Short problem 1: Reproduce the passage of the princess novel review starting with "But, hey, this" and going on through "and starts barfing.".
Short problem 2: Continue the princess novel review from the point where it stops.

Page text:

################

This assumption comes from me straight out of the water but I presume that you, someone competent enough to make use of a computing device, is far too mature to get grossed out by the simple concept of princesses.
Yet, sadly, this was the case for me, when I picked up this book for the first time at the tender age of eleven. I was barely in sixth grade, was in no place to be trying to conform my tastes in literature to fit the masses of my accelerated class, and entirely skeptical. In fact, the only reason I even own a copy of this novel (in paperback, of course, I was a cheapskate) is because I had a little extra money at the time and couldn't immediately think of anything else to spend it on.
Once I got through the first chapter, however, I found the error in my ways. And I found not only that, but I found an interesting, relatable, and inspiring main character, as well as two love interests that were a few inches short of ideal, and a great deal of things that I notice each time I read this book. This book, to me, is kind of like Star Wars--it is a thing of comfort, to be picked up on a rainy day. When I read this in public, I hold the cover in front of my chest proudly, as if to say, yes, someone who insists on using 'they' pronouns is reading a book with a girl wearing a pretty dress on the cover.
If you overlook the flaws (which someone like myself is very eager to find in absolutely everything), you'll most likely think this book as delightful as I did. (And, believe me, in terms of things that can cheer you up after you've sobbed for hours and hours under a thick pile of quilts, this is up there.)
America Singer is a patchwork of all the things I admire in people. Tenacity, passion, hope, determination, and most important of all, a cool-ass name. Even into the points where she's so incredibly focused on romantic love, and indecisive to an almost intolerable degree, I find her actions and decisions not just impulsive, but perfect. Most people I know that would get impatient with her are all far too eager to group her into the 'crazy bitch' category, and, honestly, I've started to realize that anyone not in that category, by at least one person's standards, isn't worth their salt.
And here's the thing--I don't relate to her at all. I truly, honestly, wish I could.
I doubt there are many more fictional characters I find as awesome as I find America Singer.
But, hey, this novel has much, much more than an incredible main character. It's got frustrating side ones as well. Personally, because I'm not alloromantic, neither Maxon nor Aspen ever appealed to me, but hey, they were going up against an impossible standard anyways. Beyond their romantic appeal, you have to truly look hard for anything appealing in these characters, but I feel like I've found it.
Let's start with Aspen, shall we? For one thing, I will say this: he's almost as determined as America is, but in a way that's a little bit more creepy. Throughout the novel, his actions kind of freaked me out, to be honest. He's all too eager to beg and manipulate--things that not only repulse me but remind me why I can only take so much romance before the aro in me kicks in and starts barfing.
But, I will say this: Cass has that feeling of nostalgia you'd find in childhood friends down. I thoroughly appreciated America's own narration of her life--feelings for Aspen included. It felt very real and very raw. Though I'm not like America and I'm nowhere near finding Aspen as appealing as she did, I can at least attempt to empathize with her, and apply those feelings of pain and memories--so well described, I might add--to other things. That might even be part of what fuels America's determination to fight for herself, and, even if I can't understand any of the reasons America says she's in love with him, I can at least see the effect of that love on the character and her development through the story, and it's as in-depth and heartwrenching as any first-love story could be.

################

Recorded information:
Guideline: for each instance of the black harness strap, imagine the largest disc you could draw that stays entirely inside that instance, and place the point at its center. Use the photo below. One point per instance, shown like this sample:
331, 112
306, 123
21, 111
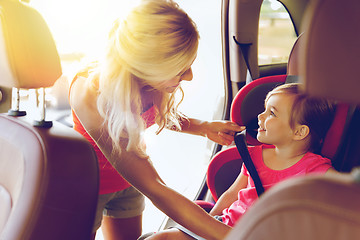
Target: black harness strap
240, 141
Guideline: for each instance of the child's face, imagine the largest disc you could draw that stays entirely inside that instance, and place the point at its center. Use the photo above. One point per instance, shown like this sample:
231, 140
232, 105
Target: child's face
274, 122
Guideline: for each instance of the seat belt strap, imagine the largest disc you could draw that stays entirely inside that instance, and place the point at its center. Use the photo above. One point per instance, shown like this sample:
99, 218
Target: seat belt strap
240, 141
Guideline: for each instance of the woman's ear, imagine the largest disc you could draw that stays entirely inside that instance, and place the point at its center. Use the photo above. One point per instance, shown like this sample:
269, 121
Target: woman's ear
301, 132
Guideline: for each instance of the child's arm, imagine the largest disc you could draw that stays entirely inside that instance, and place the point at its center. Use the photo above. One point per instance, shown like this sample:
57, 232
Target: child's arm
230, 195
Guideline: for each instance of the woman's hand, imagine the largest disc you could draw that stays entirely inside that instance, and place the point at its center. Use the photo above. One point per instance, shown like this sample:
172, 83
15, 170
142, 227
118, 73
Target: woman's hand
221, 132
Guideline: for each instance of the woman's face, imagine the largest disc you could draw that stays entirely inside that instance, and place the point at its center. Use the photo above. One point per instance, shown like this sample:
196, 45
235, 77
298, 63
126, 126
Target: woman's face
274, 122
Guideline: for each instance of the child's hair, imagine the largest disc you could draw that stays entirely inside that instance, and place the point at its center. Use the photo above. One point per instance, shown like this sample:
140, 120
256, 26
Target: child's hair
316, 113
153, 44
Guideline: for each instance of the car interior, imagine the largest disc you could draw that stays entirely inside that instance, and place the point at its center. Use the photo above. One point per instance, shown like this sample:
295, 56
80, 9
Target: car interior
40, 160
48, 172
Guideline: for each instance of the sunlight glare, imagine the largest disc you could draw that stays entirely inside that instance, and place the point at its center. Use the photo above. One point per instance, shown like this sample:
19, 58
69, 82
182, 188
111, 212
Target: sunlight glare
81, 26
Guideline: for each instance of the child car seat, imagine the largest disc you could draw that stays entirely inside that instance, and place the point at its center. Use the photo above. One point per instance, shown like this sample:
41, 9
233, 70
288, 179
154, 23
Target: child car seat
247, 104
319, 207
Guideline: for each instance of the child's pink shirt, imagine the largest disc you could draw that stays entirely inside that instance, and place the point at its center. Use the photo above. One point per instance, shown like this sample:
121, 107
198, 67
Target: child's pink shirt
310, 163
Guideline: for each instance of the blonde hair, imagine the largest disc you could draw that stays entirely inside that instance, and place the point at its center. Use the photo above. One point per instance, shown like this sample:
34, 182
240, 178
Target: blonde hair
153, 44
314, 112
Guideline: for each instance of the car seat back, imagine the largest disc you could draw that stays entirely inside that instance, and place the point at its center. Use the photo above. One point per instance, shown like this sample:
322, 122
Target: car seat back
48, 172
321, 207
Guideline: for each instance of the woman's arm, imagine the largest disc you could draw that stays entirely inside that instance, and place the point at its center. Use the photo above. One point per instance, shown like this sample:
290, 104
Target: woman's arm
230, 195
221, 132
141, 174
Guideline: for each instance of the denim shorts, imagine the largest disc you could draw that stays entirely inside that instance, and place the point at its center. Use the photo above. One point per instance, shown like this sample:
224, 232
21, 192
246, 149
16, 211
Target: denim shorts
127, 203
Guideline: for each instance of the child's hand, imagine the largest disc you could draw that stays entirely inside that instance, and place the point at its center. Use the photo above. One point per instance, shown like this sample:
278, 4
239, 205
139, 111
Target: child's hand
222, 132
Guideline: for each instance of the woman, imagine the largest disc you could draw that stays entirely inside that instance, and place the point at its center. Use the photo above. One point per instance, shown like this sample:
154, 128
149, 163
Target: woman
132, 87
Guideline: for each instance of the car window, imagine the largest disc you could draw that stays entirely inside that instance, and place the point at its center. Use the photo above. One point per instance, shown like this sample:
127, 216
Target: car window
276, 33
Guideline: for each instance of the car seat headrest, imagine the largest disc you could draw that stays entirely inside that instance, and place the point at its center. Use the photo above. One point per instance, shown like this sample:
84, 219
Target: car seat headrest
329, 58
29, 58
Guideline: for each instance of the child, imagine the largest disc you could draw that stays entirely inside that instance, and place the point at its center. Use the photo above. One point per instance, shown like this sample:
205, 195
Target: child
292, 128
130, 88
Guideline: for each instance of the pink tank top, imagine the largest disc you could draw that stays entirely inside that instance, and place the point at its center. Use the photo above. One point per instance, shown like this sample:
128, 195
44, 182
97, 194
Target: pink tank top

################

Answer 1:
But, hey, this novel has much, much more than an incredible main character. It's got frustrating side ones as well. Personally, because I'm not alloromantic, neither Maxon nor Aspen ever appealed to me, but hey, they were going up against an impossible standard anyways. Beyond their romantic appeal, you have to truly look hard for anything appealing in these characters, but I feel like I've found it.
Let's start with Aspen, shall we? For one thing, I will say this: he's almost as determined as America is, but in a way that's a little bit more creepy. Throughout the novel, his actions kind of freaked me out, to be honest. He's all too eager to beg and manipulate--things that not only repulse me but remind me why I can only take so much romance before the aro in me kicks in and starts barfing.

Answer 2:
Maxon is a little different. (I can't stand all of these stupid red lines all over my draft, so let's just call him 'Max.')
So, at the beginning of this book, America keeps emphasizing how fake and still Max looks all the damn time, and, when she actually meets him, I have a hard time telling the difference. Yeah, that genuine-ness is in there somewhere, but all these secret meetings and conversations that I've heard described as 'authentic' really don't seem all that to me.
And, yes, I am aware of the fact that the main point of this subplot was to get me to ship the two of them, but I just don't see it. Perhaps I'm just fishing around for a platonic ship for me to latch onto and actually fully comprehend, but I think they would have fared far better in a close friendship than in a full-on romantic...well...thing. Even at the end, I haven't come an inch closer to seeing it. Nor do I give a damn if they actually get married. Sorry.
All of that being said, a best-friend candidate can still manage to be somewhat cute. (I'd appreciate if you made the distinction: I am unable to comprehend "hypothetical-boyfriend" cute. I am, however, fairly familiar with the kind of cuteness you'd find in abundance around kittens.) Moments that involved a little bit of awkwardness or bonding always managed to be quite cute, and some of these moments even involved me squealing and curling into a blanket, like in sixth grade, all over again.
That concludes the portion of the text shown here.